== What is needed ==
Keep the pictures out of the copy and print all the entries below exactly.

== Task data ==

..........

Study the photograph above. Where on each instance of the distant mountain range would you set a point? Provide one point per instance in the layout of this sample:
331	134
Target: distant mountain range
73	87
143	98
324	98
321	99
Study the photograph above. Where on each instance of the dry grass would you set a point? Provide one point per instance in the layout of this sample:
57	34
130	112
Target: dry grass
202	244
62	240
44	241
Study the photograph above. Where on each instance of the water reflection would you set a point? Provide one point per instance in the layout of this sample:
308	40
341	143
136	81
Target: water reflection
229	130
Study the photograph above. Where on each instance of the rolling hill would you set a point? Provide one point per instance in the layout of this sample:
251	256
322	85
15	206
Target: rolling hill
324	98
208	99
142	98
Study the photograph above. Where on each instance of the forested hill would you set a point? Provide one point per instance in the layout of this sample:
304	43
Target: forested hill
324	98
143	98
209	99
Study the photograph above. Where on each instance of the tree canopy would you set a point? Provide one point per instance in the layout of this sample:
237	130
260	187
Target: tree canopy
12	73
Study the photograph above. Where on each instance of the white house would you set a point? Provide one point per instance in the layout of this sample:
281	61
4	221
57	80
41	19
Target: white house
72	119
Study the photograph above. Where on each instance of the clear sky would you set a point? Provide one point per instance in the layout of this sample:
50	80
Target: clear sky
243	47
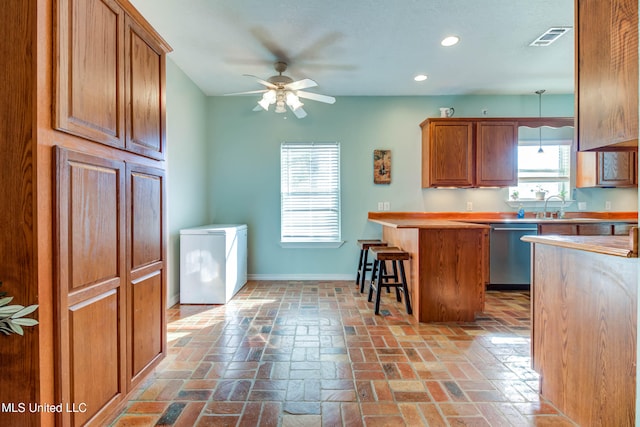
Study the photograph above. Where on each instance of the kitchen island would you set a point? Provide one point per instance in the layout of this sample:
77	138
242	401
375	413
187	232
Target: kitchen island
448	265
584	321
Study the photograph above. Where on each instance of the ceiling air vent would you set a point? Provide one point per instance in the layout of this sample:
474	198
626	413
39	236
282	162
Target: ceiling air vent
549	36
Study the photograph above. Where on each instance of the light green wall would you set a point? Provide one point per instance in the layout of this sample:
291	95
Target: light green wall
245	175
187	166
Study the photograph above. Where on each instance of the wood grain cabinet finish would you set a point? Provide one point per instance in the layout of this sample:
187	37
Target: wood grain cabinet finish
447	154
146	269
607	169
144	65
607	74
89	73
469	153
496	154
86	240
91	281
583	338
109	77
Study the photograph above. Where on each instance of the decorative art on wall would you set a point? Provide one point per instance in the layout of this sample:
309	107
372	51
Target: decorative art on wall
382	166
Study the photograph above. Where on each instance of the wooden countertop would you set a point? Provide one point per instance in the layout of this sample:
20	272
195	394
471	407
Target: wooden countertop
426	223
609	245
505	217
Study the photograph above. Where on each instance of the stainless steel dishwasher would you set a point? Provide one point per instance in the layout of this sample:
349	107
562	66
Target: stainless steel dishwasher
510	257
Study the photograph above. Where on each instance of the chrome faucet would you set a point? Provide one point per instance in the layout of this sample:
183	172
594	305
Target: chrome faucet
561	211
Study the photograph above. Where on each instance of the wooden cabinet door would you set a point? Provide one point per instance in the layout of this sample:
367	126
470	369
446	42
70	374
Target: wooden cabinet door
496	154
448	154
607	73
146	254
90	281
89	89
616	169
144	66
606	169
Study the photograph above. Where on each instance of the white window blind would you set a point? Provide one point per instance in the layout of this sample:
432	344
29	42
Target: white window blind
310	191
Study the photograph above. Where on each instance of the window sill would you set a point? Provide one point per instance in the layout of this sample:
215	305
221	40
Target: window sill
311	244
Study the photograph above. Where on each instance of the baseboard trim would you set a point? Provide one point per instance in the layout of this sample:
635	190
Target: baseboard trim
301	277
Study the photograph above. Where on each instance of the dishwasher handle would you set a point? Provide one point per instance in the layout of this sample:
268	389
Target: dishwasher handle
514	229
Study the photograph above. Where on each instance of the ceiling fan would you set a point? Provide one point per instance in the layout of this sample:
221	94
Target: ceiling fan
284	92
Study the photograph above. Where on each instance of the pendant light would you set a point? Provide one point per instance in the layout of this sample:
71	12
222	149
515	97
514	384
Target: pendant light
540	92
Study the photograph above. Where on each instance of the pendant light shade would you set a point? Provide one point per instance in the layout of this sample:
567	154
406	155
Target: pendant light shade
540	92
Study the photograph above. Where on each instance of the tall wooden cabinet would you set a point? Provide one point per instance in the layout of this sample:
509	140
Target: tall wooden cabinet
84	212
469	153
606	74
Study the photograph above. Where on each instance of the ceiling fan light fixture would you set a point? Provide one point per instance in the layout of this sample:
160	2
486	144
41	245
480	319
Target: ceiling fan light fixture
450	41
264	104
293	101
268	98
280	108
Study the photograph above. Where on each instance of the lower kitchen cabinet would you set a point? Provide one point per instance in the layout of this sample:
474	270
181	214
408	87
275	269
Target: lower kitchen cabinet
90	339
110	260
146	272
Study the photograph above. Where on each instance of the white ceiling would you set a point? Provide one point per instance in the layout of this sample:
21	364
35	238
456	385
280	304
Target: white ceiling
369	47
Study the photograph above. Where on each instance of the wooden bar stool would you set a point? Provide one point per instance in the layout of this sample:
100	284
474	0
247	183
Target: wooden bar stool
397	257
363	263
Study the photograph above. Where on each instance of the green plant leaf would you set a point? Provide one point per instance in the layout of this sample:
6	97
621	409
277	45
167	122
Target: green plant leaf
10	310
25	311
25	322
15	328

..........

== Written solution ==
Study the photograph above. Where on each instance of the distant mountain range would you set a point? Provide one point per instance in the layout of this sample:
331	134
Target: distant mountain range
73	87
143	98
324	98
321	99
Study the photograph above. Where on each instance of the dry grass would you set a point? Provide one point per instance in the layout of this sample:
57	34
130	112
Target: dry grass
202	244
62	240
44	241
Study the photograph above. Where on each instance of the water reflection would you set a point? Provide one point per instance in the layout of this sample:
308	40
341	143
136	81
Target: water reflection
229	130
Study the photograph above. Where on each instance of the rolling hill would you set a point? Provide one point per instance in the layout of this sample:
251	256
322	85
15	206
Target: rolling hill
324	98
208	99
142	98
Study the photograph above. Where on each instance of the forested hill would you set a point? Provide one point per instance in the layout of this sample:
304	43
Target: forested hill
324	98
143	98
209	99
Study the photograph above. Where on each instance of the tree canopy would you set a point? Provide one point per instance in the layout of this sample:
237	130
260	187
Target: tree canopy
12	73
Study the photograph above. Where on each instance of the white house would you set a point? Provide one point per instance in the layout of this sample:
281	61
4	221
57	80
41	19
Target: white house
72	119
Study the photograph above. Where on each instance of the clear sky would you set a point? Provide one point per instance in the layout of this sample:
50	80
Target: clear sky
243	47
Study the photograph above. Where on each instance of the kitchen island would you set a point? Provide one point per instance in the layout of this sample:
77	138
242	401
375	413
187	232
Target: kitchen island
448	265
584	321
Study the photograph above. Where on each instance of the ceiling air vent would you set a point? Provide one point per instance in the layout of this sample:
474	198
626	413
39	236
282	162
Target: ceiling air vent
549	36
Study the photograph above. Where on each instance of the light green wall would you set a point? Provide one point per instance in the layout of this sample:
291	95
Target: light green wall
245	175
187	166
Study the photograph above. Where on each instance of the wood grain cabinet finish would you set a point? Provide one point per instance in the layout of this sample:
187	37
Target: wood grain cabinet finish
447	154
146	269
607	169
144	65
607	74
89	73
469	153
496	154
86	240
91	281
583	338
109	77
Study the photograph above. Where on each instance of the decorative art on wall would you set a point? Provide one point per instance in the layout of this sample:
309	107
372	51
Target: decorative art on wall
382	166
Study the photograph above. Where on each instance of the wooden countertop would you set a point? Provide one point per instance in the layout of this sample:
20	272
195	394
471	407
Target: wooden countertop
426	223
609	245
505	217
Study the photograph above. Where on each instance of the stainless steel dishwasher would you set a point? Provide one point per instance in the layout of this sample:
349	107
562	66
Target: stainless steel dishwasher
510	257
Study the photograph above. Where on each instance of the chrome faucet would you set a point? Provide one point per instance in the layout of this sample:
183	172
594	305
Target: chrome faucet
561	211
Study the photograph above. Where on each instance of the wooden cabinet door would you set a point? Provide one point per instance in the layout of this sample:
367	126
470	369
446	42
70	374
Target: wooden cabinet door
496	154
448	154
607	73
146	254
90	281
89	89
616	169
144	66
606	169
Study the photograph above. Where on each instance of the white window blind would you set a point? Provide one point per instance in the layout of this sample:
432	344
29	42
Target: white window blind
310	191
Study the photograph above. Where on each instance of the window sill would you set a point? Provide one point per instance in the layout of this sample:
215	305
221	40
Target: window sill
311	244
Study the photograph above. Where on each instance of the baseboard trim would you set a point? Provide one point per instance in the layout of this sample:
635	190
Target: baseboard trim
301	277
Study the photograph above. Where on each instance of the dishwasher handle would you set a point? Provide one point per instance in the layout of this sample:
268	389
Target: dishwasher handle
514	229
Study the photograph above. Where on each instance of the ceiling fan would you set a point? Provide one point per instance in the layout of this sample:
221	94
Target: ceiling fan
284	92
Study the photograph above. Where on each instance of the pendant light would you set a point? Provide one point per instance in the layout of this sample:
71	12
222	149
515	97
514	384
Target: pendant light
540	92
Study the photograph above. Where on each instance of the pendant light shade would you set a point? Provide one point per instance in the layout of this sample:
567	154
406	155
Target: pendant light shade
540	92
Study the photograph above. Where on each instance of the tall wooden cabinet would you set a point? Provide one point per instance in the layout of this sample:
509	140
Target: tall wooden cabinet
84	212
469	153
606	74
Study the photograph above. Where on each instance of the ceiling fan light fixture would you set a point? Provide one point per instance in the layout of this sample:
160	2
486	144
41	245
480	319
Target: ceiling fan light fixture
450	41
264	104
293	101
268	98
280	108
Study the photograph above. Where on each instance of the lower kitchen cabinet would you set a point? Provide one point per instance in the layout of this sample:
474	270
181	214
408	87
275	269
Target: lower kitchen cabinet
90	339
110	260
146	272
Study the photograph above. Where on each instance of the white ceiling would you set a point? Provide one point per instance in the layout of this sample:
21	364
35	238
456	385
280	304
Target: white ceiling
369	47
Study the photograph above. Where on each instance of the wooden bar stool would you set a point? Provide one point per instance in the layout of this sample:
100	284
474	0
247	183
Target: wooden bar stool
397	257
363	263
Study the photograph above. Where on each instance of the green plant leaf would you set a point? Provide one point per instance in the layout of this sample:
6	97
621	409
277	45
167	122
Target: green plant leaf
10	310
25	311
25	322
15	328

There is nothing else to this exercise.